### Excerpted text
>>>>
- The Washington Times - Tuesday, September 7, 2021

Tanya Snyder, in her first extensive interview since she was named co-CEO of the Washington Football Team, said the past year has been “one of the most difficult” years in her and husband Dan’s life in the wake of the team’s sexual harassment scandal. 

Mrs. Snyder made the comments to ESPN’s Adam Schefter, speaking to him for 25 minutes on his podcast. 

In July, the NFL fined Washington $10 million after the conclusion of a year-long investigation in which more than 40 women said they were sexually harassed while working for the team. As part of the announcement, the league said Mr. Snyder would voluntarily seize control of day-to-day operations for “several months” and that Mrs. Snyder would take over.

Mrs. Snyder said she was “horrified” upon reading the accusations, but said she’s committed to helping the organization do better.
<<<<
### Material provided
>>>>
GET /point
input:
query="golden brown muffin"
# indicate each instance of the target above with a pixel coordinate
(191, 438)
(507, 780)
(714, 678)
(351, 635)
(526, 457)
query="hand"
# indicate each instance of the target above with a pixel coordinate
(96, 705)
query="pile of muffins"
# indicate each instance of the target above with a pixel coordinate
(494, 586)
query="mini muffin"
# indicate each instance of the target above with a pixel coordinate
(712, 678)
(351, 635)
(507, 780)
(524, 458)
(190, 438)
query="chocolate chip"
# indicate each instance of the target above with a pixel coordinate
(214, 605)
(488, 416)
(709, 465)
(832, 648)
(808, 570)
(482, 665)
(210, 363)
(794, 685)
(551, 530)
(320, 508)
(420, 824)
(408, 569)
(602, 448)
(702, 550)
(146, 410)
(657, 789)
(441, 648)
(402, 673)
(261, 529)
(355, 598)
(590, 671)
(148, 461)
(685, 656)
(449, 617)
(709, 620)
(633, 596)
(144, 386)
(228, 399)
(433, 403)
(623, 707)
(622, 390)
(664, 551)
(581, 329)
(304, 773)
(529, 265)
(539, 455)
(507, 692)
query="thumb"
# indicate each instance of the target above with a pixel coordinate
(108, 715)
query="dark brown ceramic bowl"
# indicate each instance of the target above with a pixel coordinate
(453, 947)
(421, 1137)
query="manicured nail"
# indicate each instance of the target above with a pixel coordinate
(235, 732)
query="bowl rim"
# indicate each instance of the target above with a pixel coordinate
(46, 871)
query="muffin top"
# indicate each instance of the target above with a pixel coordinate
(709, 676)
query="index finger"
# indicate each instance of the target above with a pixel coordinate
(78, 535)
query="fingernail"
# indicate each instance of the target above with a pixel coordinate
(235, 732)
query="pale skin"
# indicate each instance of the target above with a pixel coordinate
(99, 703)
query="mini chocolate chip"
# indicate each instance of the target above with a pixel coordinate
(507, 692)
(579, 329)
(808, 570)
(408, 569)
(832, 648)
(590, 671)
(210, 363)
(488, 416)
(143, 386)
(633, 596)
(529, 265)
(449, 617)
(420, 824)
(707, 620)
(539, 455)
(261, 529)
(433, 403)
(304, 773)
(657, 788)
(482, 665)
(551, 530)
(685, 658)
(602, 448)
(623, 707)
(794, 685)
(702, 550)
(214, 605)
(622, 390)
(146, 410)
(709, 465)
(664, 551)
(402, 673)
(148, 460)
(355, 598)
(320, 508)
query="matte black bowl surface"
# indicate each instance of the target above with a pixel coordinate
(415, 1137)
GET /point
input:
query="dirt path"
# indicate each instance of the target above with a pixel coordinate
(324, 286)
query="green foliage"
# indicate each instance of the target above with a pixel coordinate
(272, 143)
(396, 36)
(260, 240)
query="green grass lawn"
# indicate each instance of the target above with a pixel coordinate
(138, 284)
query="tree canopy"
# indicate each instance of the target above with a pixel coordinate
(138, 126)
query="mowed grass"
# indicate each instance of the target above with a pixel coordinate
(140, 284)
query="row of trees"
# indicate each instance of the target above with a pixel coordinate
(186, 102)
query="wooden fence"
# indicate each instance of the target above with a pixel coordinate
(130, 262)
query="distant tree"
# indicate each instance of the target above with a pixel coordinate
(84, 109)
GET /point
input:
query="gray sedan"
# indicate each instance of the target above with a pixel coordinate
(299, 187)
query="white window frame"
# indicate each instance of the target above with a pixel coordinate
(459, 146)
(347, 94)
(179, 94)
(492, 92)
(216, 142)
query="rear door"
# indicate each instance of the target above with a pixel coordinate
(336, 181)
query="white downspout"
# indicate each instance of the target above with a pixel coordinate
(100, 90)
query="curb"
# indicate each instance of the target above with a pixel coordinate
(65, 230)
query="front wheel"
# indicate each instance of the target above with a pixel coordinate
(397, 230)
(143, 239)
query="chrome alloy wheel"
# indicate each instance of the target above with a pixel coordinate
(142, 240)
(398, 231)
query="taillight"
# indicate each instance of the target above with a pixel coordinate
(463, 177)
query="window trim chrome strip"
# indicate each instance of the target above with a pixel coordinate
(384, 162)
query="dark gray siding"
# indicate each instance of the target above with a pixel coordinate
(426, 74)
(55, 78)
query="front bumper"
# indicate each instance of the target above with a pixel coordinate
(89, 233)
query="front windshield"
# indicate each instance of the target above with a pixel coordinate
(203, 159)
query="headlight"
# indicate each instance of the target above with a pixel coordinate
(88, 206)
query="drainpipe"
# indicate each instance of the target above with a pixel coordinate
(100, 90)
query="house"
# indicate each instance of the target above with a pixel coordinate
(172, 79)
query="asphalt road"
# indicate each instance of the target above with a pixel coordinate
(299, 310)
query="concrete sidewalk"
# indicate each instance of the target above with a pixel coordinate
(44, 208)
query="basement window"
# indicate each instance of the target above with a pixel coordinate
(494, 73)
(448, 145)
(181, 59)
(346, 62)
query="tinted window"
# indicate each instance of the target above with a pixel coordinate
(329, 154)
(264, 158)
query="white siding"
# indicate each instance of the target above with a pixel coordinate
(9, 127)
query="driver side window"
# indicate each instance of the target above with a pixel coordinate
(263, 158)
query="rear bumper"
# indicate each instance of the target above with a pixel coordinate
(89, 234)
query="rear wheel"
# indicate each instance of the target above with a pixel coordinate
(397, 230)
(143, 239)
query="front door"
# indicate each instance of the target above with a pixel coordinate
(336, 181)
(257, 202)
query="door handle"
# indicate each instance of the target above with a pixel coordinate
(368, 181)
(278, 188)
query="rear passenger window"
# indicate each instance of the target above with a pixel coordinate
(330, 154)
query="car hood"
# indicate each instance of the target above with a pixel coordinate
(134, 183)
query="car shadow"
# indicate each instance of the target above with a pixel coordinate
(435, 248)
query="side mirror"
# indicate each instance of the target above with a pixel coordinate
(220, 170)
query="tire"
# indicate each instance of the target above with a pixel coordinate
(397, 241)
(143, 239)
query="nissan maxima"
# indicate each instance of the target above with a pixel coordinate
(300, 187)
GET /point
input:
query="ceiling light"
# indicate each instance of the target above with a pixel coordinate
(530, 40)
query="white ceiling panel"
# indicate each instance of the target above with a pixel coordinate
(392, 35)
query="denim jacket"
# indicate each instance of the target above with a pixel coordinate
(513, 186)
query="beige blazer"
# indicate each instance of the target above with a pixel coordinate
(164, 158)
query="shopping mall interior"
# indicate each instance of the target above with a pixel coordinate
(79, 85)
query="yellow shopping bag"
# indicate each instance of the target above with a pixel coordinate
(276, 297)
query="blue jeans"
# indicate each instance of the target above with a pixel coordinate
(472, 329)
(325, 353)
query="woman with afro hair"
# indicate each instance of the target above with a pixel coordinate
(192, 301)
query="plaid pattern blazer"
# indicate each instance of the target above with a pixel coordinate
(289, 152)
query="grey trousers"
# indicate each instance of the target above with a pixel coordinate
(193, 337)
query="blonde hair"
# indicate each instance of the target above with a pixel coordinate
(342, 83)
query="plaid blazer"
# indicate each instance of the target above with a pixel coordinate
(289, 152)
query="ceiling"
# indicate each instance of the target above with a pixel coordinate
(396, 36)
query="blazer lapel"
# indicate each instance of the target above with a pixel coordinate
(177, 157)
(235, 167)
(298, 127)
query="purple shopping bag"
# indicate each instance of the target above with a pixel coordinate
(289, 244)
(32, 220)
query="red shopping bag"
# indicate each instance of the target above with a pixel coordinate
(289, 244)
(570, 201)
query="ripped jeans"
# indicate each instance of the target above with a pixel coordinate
<<<<
### Assignment
From the article on Tanya Snyder's interview, extract word for word the part that begins with the words containing "- The Washington" and ends with "sexual harassment scandal.". The lines are separate from the article and unrelated to it.

### Answer space
- The Washington Times - Tuesday, September 7, 2021

Tanya Snyder, in her first extensive interview since she was named co-CEO of the Washington Football Team, said the past year has been “one of the most difficult” years in her and husband Dan’s life in the wake of the team’s sexual harassment scandal.